[Short problem]: Copy the entries from the line containing "Does the above image contain any awning?" through the line containing "110;25;362;92", keeping both of those lines.

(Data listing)

-----

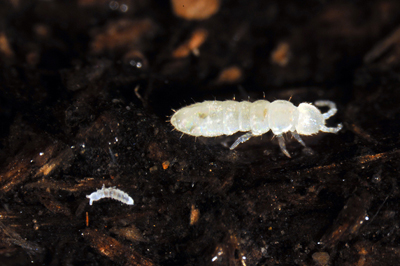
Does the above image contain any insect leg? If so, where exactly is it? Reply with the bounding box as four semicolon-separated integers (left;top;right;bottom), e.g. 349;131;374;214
229;132;253;150
276;135;292;158
291;131;306;147
314;101;337;120
320;123;343;133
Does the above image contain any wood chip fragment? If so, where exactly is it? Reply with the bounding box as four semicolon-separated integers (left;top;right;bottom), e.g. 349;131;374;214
171;0;220;20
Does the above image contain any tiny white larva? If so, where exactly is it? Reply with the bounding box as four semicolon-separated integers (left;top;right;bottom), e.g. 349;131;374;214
86;184;133;205
171;100;342;157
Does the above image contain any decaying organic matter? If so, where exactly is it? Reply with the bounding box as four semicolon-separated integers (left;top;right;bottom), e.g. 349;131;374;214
0;0;400;266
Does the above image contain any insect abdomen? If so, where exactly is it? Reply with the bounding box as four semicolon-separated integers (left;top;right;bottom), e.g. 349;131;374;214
249;100;271;136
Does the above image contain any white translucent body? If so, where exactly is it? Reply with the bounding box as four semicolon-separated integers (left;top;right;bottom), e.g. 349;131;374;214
171;100;342;157
86;185;133;205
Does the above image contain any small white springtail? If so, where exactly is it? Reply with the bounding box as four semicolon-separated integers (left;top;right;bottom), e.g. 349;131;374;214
86;184;133;205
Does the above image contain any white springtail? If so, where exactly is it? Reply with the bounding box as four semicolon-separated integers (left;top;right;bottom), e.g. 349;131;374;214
86;184;133;205
171;100;342;157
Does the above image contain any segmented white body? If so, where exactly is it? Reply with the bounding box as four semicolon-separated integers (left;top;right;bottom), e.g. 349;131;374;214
171;100;342;157
86;185;133;205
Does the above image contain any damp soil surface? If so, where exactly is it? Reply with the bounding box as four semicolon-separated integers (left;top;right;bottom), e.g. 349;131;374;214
0;0;400;266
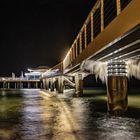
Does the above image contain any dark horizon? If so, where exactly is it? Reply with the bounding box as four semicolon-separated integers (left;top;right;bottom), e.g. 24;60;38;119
0;0;96;76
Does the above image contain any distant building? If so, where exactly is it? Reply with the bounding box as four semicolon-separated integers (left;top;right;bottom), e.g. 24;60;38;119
25;66;49;80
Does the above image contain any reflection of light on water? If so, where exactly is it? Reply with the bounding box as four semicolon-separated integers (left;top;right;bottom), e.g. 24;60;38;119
21;90;41;140
97;117;138;140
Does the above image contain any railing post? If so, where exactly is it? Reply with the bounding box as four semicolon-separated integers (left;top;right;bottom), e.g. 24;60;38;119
101;0;104;32
116;0;121;15
90;12;93;42
84;24;87;48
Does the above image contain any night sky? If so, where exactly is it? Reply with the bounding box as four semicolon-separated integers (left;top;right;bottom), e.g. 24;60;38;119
0;0;96;76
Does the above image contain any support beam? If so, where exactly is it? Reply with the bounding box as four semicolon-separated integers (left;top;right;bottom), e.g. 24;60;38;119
75;74;83;97
58;76;64;93
107;62;128;115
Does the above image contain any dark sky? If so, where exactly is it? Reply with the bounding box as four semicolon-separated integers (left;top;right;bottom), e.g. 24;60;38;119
0;0;96;76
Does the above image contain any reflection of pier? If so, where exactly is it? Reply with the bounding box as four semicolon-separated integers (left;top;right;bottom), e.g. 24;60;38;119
0;78;42;89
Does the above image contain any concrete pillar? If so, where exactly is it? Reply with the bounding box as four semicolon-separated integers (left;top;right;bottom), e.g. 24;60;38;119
50;78;54;91
42;79;45;89
107;62;128;115
28;82;30;88
35;82;38;88
15;82;17;88
75;74;83;97
55;78;59;92
58;76;64;93
46;79;49;90
7;82;10;89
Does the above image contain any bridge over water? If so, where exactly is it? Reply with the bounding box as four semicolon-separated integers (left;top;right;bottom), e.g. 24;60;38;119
41;0;140;115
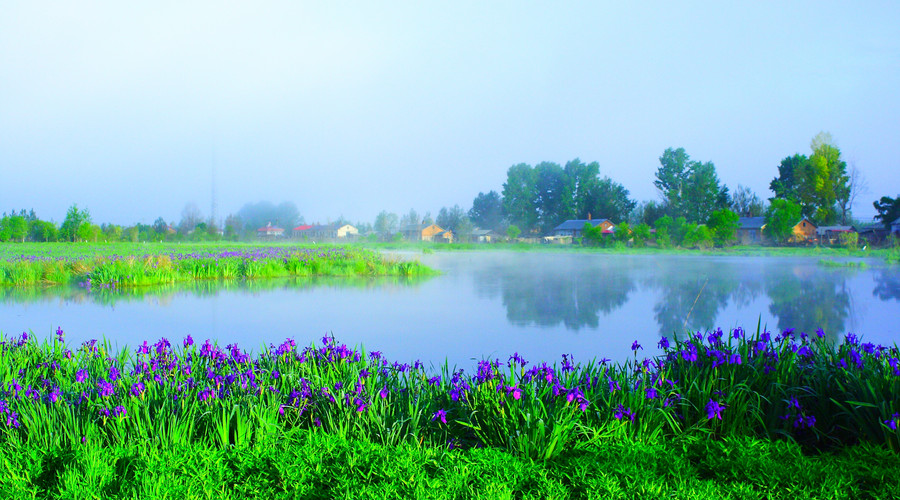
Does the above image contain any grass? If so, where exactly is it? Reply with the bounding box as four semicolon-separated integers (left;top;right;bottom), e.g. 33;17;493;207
0;330;900;498
0;244;434;288
0;432;900;499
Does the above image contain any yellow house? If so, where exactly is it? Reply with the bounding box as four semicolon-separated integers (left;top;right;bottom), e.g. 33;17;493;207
400;224;453;243
791;218;816;243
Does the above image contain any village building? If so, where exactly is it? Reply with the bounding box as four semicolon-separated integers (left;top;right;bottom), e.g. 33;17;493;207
400;224;453;243
256;222;284;239
853;220;891;245
736;217;766;245
791;217;816;243
291;224;312;238
550;218;615;238
816;226;856;245
469;227;497;243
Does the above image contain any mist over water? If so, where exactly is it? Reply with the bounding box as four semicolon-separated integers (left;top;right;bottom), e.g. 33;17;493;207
0;251;900;368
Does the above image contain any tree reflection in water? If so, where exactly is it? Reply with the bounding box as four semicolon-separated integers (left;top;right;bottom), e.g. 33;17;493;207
872;268;900;300
475;256;636;330
766;265;858;341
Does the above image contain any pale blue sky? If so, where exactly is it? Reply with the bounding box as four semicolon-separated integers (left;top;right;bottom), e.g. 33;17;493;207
0;0;900;224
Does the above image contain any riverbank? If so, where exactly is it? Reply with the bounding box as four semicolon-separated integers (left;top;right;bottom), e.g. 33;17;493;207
0;330;900;498
0;244;435;288
0;432;900;500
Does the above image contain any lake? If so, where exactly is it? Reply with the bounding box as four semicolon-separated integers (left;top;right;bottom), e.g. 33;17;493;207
0;251;900;368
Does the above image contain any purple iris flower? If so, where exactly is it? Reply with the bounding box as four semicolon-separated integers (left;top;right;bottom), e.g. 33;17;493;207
706;399;725;420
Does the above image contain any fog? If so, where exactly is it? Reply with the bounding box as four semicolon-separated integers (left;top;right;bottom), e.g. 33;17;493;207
0;1;900;224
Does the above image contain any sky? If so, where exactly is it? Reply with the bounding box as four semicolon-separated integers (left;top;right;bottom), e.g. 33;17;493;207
0;0;900;225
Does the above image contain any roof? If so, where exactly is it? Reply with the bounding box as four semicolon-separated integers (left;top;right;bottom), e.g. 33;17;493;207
816;226;856;234
794;217;818;227
553;219;612;231
738;217;766;229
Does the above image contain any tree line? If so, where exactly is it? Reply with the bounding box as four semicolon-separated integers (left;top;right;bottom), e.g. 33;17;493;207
0;133;900;246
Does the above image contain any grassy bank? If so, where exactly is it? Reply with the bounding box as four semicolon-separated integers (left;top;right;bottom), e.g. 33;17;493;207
0;244;433;288
0;330;900;498
0;432;900;500
0;330;900;452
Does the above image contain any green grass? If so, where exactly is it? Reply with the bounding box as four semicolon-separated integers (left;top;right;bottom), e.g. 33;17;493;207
0;244;434;288
0;432;900;499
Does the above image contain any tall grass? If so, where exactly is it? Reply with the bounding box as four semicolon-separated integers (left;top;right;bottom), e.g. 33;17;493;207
0;247;434;288
0;329;900;460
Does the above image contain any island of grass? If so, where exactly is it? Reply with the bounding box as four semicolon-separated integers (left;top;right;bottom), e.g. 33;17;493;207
0;329;900;498
0;244;434;288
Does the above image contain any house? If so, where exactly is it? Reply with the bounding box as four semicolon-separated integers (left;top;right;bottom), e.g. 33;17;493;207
469;227;497;243
400;224;453;243
550;219;615;238
291;224;312;238
853;220;896;245
256;222;284;239
737;217;767;245
790;217;816;243
816;226;856;245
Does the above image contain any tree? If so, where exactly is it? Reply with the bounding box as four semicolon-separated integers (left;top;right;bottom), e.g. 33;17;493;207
631;222;650;247
503;163;538;232
731;184;765;217
653;148;728;221
838;163;869;224
373;210;399;236
800;132;850;225
153;217;169;236
628;200;671;224
614;222;631;243
100;224;122;241
770;132;852;225
706;208;740;246
534;161;575;233
769;154;809;203
236;201;303;234
653;148;691;213
763;198;802;245
872;194;900;230
434;205;472;238
29;220;57;241
59;204;91;241
653;215;675;248
0;216;28;242
469;191;503;231
579;177;637;223
400;208;419;227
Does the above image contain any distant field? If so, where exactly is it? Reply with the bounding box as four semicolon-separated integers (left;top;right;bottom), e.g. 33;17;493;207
0;243;434;288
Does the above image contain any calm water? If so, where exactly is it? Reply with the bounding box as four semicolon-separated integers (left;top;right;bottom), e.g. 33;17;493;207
0;252;900;368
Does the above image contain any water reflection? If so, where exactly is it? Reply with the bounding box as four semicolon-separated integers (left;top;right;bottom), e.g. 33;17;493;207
872;268;900;300
472;255;884;338
645;261;762;335
474;262;636;331
766;266;858;340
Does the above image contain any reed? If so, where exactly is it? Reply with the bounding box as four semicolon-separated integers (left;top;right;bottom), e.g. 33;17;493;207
0;329;900;460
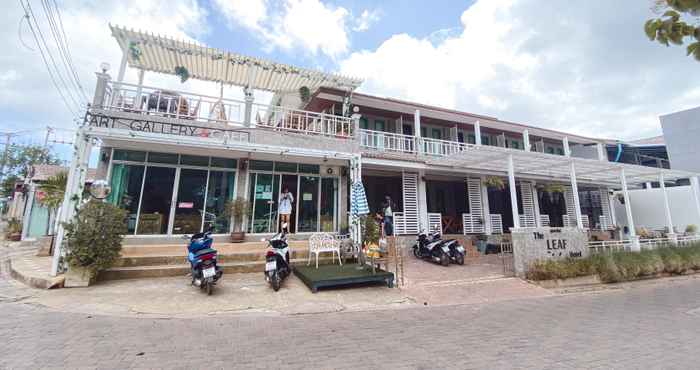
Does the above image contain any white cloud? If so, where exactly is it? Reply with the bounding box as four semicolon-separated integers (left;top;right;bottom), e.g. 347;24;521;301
214;0;379;58
352;9;381;32
340;0;700;139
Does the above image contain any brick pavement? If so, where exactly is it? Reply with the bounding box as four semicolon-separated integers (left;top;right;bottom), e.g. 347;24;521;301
0;264;700;369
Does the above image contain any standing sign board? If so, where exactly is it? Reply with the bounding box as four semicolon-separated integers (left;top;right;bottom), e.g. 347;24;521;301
511;227;588;277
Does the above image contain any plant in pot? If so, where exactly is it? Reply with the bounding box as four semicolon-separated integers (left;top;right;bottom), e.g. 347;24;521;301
63;199;127;287
5;218;22;242
226;197;250;243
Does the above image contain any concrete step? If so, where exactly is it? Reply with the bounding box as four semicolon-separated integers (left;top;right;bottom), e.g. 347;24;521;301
98;257;338;280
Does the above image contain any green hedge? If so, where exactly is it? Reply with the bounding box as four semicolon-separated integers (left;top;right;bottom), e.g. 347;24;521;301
526;243;700;283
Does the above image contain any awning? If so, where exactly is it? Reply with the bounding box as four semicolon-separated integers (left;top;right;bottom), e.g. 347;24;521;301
426;145;697;186
109;25;362;92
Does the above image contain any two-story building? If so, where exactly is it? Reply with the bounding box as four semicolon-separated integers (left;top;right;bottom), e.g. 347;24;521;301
49;26;700;274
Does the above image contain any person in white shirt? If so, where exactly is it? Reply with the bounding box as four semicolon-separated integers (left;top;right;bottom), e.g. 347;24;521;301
278;186;294;232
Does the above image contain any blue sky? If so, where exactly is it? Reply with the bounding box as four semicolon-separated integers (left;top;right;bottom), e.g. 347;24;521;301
0;0;700;162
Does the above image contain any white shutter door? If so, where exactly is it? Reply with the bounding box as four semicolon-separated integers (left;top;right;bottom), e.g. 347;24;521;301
520;182;536;227
564;186;577;227
462;178;486;234
403;172;420;234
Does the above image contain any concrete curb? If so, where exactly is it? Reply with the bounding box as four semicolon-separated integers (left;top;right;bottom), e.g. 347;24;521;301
9;260;65;289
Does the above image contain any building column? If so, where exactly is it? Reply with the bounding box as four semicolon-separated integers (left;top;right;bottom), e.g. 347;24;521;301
531;181;542;227
482;176;493;235
570;161;590;229
523;130;530;152
620;168;641;251
51;127;91;276
659;173;677;244
243;86;255;128
508;154;520;229
474;120;481;145
690;176;700;220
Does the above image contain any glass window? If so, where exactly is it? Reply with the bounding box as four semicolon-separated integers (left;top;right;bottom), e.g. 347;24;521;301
180;154;209;166
297;176;319;232
114;150;146;162
173;168;207;234
136;167;175;234
250;161;272;171
107;164;144;234
148;153;177;164
299;163;321;173
204;171;240;233
321;178;338;232
275;162;297;173
211;157;238;169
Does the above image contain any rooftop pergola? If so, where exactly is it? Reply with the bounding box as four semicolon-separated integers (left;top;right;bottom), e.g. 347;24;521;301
110;25;362;92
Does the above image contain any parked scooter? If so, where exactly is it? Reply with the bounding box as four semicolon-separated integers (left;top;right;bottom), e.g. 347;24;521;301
183;227;224;295
413;231;451;266
263;224;292;292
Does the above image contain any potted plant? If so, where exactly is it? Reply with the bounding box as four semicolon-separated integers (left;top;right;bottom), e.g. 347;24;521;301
484;176;506;190
6;218;22;242
63;199;127;287
226;197;250;243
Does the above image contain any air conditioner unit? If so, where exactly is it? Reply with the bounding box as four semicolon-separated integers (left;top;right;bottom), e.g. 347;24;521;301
321;166;340;176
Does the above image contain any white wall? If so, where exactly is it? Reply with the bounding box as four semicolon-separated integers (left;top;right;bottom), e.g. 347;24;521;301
614;186;700;232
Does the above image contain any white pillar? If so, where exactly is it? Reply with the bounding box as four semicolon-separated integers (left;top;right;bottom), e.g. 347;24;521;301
117;51;127;82
418;170;430;232
243;86;255;127
620;168;641;251
531;181;542;227
596;143;608;162
523;130;530;152
570;161;590;229
480;176;493;235
474;120;481;145
413;109;421;137
659;172;676;242
508;154;520;229
690;176;700;223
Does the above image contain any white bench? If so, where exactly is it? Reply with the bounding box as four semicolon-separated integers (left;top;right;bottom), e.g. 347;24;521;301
306;233;343;268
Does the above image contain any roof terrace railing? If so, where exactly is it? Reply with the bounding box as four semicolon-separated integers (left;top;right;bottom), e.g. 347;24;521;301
102;81;353;138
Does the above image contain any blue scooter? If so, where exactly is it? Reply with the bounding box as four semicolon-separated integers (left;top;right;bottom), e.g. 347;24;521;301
183;227;224;295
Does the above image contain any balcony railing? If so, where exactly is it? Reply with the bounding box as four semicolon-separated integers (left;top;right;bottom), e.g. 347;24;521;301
102;81;353;138
360;130;469;157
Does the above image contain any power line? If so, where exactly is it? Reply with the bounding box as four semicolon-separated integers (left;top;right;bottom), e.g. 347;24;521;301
19;0;79;117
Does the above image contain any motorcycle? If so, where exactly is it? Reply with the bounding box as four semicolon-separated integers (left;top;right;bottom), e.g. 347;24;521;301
413;231;451;266
183;227;224;295
263;224;292;292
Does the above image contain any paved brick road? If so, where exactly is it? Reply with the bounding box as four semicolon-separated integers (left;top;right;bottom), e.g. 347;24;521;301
0;268;700;369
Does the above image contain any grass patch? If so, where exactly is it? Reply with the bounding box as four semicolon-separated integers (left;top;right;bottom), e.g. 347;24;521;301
526;243;700;283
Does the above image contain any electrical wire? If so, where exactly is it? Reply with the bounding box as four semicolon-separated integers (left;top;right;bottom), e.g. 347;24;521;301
19;0;79;117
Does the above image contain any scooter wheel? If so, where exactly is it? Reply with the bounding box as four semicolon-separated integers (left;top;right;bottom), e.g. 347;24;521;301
440;253;450;266
270;272;282;292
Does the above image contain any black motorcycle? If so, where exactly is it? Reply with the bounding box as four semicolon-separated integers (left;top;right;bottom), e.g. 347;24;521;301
263;225;292;292
413;231;451;266
183;228;224;295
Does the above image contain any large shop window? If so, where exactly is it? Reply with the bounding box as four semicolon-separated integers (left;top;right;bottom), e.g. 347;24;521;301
108;150;237;235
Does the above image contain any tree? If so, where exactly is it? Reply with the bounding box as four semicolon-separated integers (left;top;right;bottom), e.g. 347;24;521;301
0;144;61;196
644;0;700;61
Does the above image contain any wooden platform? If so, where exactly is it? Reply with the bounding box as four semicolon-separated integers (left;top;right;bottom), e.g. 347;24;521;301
294;264;394;293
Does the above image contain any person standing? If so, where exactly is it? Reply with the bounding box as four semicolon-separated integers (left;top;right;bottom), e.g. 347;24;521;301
278;186;294;232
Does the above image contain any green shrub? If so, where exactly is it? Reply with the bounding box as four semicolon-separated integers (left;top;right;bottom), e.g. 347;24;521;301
64;199;127;276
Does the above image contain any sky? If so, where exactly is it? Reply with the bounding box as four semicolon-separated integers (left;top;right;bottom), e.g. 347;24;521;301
0;0;700;159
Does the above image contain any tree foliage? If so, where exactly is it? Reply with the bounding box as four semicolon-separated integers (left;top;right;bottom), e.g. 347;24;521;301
644;0;700;61
64;199;127;276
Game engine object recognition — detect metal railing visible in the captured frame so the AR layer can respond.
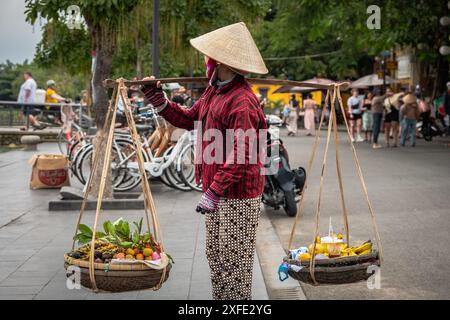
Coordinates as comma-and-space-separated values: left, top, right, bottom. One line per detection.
0, 101, 92, 129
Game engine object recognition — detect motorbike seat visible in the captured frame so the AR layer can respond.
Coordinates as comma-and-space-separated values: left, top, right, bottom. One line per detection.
136, 124, 153, 133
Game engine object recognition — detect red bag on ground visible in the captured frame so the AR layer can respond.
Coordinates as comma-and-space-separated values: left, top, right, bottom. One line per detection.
29, 154, 70, 190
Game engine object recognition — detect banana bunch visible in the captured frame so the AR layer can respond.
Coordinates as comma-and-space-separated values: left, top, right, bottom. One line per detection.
355, 240, 372, 255
340, 240, 372, 257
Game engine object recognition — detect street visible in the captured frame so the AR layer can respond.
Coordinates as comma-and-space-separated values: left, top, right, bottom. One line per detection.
267, 126, 450, 299
0, 131, 450, 299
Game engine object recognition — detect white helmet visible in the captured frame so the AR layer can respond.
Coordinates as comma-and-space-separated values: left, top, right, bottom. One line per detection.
47, 80, 56, 87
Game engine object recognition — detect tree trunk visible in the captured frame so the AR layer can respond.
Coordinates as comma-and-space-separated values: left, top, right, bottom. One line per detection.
91, 27, 115, 199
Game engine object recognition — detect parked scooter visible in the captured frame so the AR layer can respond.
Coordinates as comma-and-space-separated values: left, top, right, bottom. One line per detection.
262, 115, 306, 217
416, 120, 444, 142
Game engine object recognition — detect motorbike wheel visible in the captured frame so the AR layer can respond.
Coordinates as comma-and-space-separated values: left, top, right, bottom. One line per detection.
283, 190, 297, 217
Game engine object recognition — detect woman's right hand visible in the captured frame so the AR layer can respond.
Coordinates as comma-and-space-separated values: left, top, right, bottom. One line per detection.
142, 76, 167, 108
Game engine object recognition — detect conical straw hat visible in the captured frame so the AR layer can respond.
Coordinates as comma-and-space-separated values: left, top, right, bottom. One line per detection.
191, 22, 269, 74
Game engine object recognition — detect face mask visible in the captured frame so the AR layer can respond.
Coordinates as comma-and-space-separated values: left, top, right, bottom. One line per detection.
206, 58, 217, 80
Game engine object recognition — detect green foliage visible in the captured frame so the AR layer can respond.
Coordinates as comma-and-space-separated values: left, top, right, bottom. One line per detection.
0, 61, 88, 101
74, 218, 151, 248
18, 0, 448, 90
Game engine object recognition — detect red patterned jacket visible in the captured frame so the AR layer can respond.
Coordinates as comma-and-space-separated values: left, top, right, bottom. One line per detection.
145, 76, 267, 199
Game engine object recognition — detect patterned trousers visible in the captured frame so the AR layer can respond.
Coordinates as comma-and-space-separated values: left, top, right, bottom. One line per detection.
206, 197, 261, 300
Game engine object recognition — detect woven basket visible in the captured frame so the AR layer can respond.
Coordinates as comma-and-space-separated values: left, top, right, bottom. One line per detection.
64, 255, 172, 292
284, 251, 380, 284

-----

[Final result]:
Does the above image contain any awning? If so, where exactly is it? Reply with the bounding box as four semicolon-separated integers (left;top;right;bottom), e.g. 347;24;521;301
426;145;697;186
109;25;362;92
Does the above image contain any two-story building? If so, where exactly is it? Reply with the bounding box as four semicolon-separated integers (left;top;right;bottom), e.g. 347;24;521;301
49;26;700;274
Does the above image contain any person in white shirt? If so, where exactly is it? Reply with the bounding box as four semicolon-separated integers (left;top;right;bottom), e.g. 347;24;521;301
278;186;294;232
Does the above image contain any blue sky? If so, where exactly is it? Reply with the bounding box as four semicolon-separated integers (left;top;right;bottom), e.g. 347;24;521;301
0;0;700;162
Does the above image contain any white shutter door? If so, where exactly is it? Reply with the bounding box as four semicolon-separated integers (left;top;right;bottom), e.g. 347;24;521;301
520;182;536;227
564;186;577;227
462;178;486;234
403;172;420;234
Does the above image contain any concrete curb? If so, where exactly is it? Reply with the bounding box as four semicolon-separated integers (left;top;right;bottom), e.g. 347;24;521;301
9;260;65;289
Does the above image contain any building column? If so, where exactly is it? Reply with the bounding box as four semicolon-separated integers (left;top;right;bottom), e.g. 347;24;521;301
531;181;542;227
482;176;493;235
570;161;590;229
523;130;530;152
620;168;641;251
51;127;91;276
659;173;677;244
243;86;255;128
508;154;520;229
474;120;481;145
690;176;700;220
Does the above image contain any glass window? If so, where exactly is it? Reply with the bounding box as four semicolon-separated integers (left;top;right;bottom), e.g. 347;24;521;301
180;154;209;166
297;176;319;232
114;150;146;162
173;168;207;234
136;167;175;234
250;161;272;171
107;164;144;234
148;153;177;164
299;163;321;173
204;171;240;233
321;178;338;232
275;162;297;173
211;157;238;169
Does the above image contain any rooftop pergola? If so, where exactly is it? Reply with the bounding box as four semicolon-separated integers (left;top;right;bottom), e.g. 347;24;521;301
110;25;362;92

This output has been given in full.